**TASK GOAL**. In the data below, lay out the stretch that opens with the line containing "Object = longboard skateboard" and closes with the line containing "left=57, top=257, right=162, bottom=293" as a JSON list of strings, one string per line, with both end lines included and blank lines skipped. Include only those lines.

(Entries from an annotation dataset)
==*==
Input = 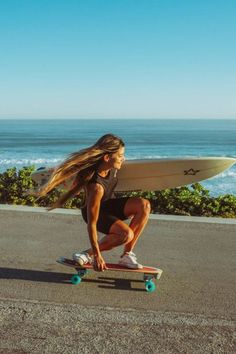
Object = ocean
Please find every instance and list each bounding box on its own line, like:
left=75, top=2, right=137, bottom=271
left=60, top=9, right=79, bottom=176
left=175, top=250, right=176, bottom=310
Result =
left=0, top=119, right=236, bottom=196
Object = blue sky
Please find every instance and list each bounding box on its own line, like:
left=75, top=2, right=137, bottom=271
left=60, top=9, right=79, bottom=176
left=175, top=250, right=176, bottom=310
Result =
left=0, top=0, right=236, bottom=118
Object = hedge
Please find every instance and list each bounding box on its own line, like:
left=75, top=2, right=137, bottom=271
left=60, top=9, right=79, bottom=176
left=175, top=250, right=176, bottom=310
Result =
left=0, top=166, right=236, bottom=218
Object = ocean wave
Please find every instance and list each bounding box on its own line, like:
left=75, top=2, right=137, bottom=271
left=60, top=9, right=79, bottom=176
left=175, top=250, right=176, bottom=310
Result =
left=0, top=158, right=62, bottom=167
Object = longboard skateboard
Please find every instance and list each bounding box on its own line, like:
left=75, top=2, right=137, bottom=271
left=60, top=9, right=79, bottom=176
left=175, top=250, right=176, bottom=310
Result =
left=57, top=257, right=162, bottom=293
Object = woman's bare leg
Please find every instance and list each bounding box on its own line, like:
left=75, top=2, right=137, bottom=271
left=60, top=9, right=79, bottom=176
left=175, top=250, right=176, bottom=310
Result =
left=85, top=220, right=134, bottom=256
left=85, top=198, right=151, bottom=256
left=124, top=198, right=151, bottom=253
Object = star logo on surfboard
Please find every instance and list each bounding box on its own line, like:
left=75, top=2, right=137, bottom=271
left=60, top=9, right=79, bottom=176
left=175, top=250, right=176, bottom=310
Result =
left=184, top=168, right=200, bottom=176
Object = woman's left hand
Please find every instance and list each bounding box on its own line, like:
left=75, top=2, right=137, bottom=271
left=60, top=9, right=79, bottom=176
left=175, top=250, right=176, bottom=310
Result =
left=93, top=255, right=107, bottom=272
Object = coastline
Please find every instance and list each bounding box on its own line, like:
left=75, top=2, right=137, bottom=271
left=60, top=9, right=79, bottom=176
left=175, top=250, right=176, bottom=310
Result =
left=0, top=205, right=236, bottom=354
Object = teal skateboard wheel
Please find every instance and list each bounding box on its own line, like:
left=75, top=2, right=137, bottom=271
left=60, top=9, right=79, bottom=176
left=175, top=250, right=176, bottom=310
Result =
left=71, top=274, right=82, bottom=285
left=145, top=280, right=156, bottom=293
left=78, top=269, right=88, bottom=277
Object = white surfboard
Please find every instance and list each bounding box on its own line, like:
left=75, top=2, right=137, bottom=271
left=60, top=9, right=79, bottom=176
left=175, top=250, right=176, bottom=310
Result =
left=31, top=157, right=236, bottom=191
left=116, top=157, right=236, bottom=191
==*==
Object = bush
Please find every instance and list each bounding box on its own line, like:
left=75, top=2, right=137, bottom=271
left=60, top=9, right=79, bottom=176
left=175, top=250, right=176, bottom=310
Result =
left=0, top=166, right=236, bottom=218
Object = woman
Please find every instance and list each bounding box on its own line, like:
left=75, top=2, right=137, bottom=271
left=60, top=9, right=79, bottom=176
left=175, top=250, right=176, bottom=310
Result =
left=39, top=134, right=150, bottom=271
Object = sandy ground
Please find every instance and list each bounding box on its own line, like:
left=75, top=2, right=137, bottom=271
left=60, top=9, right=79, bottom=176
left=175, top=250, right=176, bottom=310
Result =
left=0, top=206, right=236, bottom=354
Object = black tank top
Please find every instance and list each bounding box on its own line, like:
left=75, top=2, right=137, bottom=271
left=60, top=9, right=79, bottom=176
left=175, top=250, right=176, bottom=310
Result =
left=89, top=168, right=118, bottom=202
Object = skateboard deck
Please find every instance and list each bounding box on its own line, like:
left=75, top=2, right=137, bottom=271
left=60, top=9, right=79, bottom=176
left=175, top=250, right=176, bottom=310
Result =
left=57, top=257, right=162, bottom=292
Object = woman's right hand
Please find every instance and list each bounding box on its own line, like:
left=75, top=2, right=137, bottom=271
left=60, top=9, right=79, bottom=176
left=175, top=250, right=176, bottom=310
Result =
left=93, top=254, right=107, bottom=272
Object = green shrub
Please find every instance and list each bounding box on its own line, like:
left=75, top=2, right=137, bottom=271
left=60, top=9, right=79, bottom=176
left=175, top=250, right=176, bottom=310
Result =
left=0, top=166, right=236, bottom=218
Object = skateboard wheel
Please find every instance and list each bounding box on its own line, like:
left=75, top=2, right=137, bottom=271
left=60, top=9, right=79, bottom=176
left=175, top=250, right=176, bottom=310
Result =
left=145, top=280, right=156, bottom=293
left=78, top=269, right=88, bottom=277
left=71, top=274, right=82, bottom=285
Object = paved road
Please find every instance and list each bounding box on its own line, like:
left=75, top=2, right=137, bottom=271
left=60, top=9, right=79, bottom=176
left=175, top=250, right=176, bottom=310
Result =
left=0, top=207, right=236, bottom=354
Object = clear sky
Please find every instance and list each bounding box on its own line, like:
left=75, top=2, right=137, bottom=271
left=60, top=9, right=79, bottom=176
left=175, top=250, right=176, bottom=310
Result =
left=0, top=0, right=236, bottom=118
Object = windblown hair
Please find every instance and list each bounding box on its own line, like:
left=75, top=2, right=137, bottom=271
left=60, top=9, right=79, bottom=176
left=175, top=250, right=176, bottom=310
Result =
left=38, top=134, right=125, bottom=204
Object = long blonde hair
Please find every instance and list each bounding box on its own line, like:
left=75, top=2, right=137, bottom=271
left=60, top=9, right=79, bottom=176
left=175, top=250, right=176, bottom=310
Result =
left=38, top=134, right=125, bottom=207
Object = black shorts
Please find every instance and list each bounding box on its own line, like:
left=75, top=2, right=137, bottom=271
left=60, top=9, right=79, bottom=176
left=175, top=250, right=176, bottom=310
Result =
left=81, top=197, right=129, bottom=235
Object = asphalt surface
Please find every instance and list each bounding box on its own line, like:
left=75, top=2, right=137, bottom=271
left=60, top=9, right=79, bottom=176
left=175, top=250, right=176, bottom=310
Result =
==*==
**EXERCISE OUTPUT**.
[
  "Object = longboard skateboard",
  "Please find every instance and list each bounding box on its own line, like:",
  "left=75, top=2, right=137, bottom=271",
  "left=60, top=9, right=79, bottom=176",
  "left=175, top=250, right=176, bottom=310",
  "Result =",
  "left=57, top=257, right=162, bottom=293"
]